> _What you should do_
Can you copy out the whole text on the Royal Observatory, Cape of Good Hope, word for word and without any changes?

> _Text excerpt_

The Royal Observatory, Cape of Good Hope, is a former scientific institution in South Africa.[1] Founded by the British Board of Longitude in 1820, its main building is now the headquarters building of the South African Astronomical Observatory.
The institution was located on a small hill 5 kilometres (3.1 miles) south-east from the centre of Cape Town. During the succeeding century a suburb of the city formed in the area; the suburb was named Observatory after the pre-existing Royal Observatory. It was declared a National Heritage Site in December 2018[2] and has also been the subject of an ICOMOS/IAU Case Study as a World Heritage Site.[3]
History
The proposal for a Southern observatory in all likelihood originated among the same group of people who founded the Royal Astronomical Society in the United Kingdom.[4] The official establishment of the Royal Observatory, Cape of Good Hope occurred on 20 October 1820[1] through an Order in Council of King George IV of the United Kingdom. It remained a separate entity until 1972 when it was amalgamated with the Republic Observatory Johannesburg to form the present-day South African Astronomical Observatory. Its site is now the headquarters of the South African Astronomical Observatory.

> _Dataset content_
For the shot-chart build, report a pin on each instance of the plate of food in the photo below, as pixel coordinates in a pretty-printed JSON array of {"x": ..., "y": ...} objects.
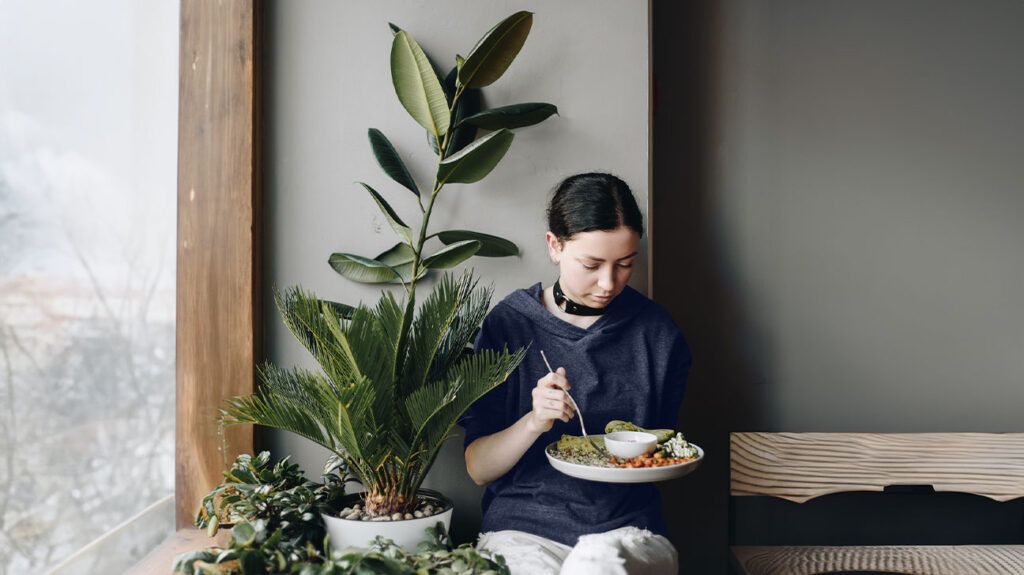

> _Result of the exercise_
The Royal Observatory, Cape of Good Hope, is a former scientific institution in South Africa.[1] Founded by the British Board of Longitude in 1820, its main building is now the headquarters building of the South African Astronomical Observatory.
The institution was located on a small hill 5 kilometres (3.1 miles) south-east from the centre of Cape Town. During the succeeding century a suburb of the city formed in the area; the suburb was named Observatory after the pre-existing Royal Observatory. It was declared a National Heritage Site in December 2018[2] and has also been the subject of an ICOMOS/IAU Case Study as a World Heritage Site.[3]
History
The proposal for a Southern observatory in all likelihood originated among the same group of people who founded the Royal Astronomical Society in the United Kingdom.[4] The official establishment of the Royal Observatory, Cape of Good Hope occurred on 20 October 1820[1] through an Order in Council of King George IV of the United Kingdom. It remained a separate entity until 1972 when it was amalgamated with the Republic Observatory Johannesburg to form the present-day South African Astronomical Observatory. Its site is now the headquarters of the South African Astronomical Observatory.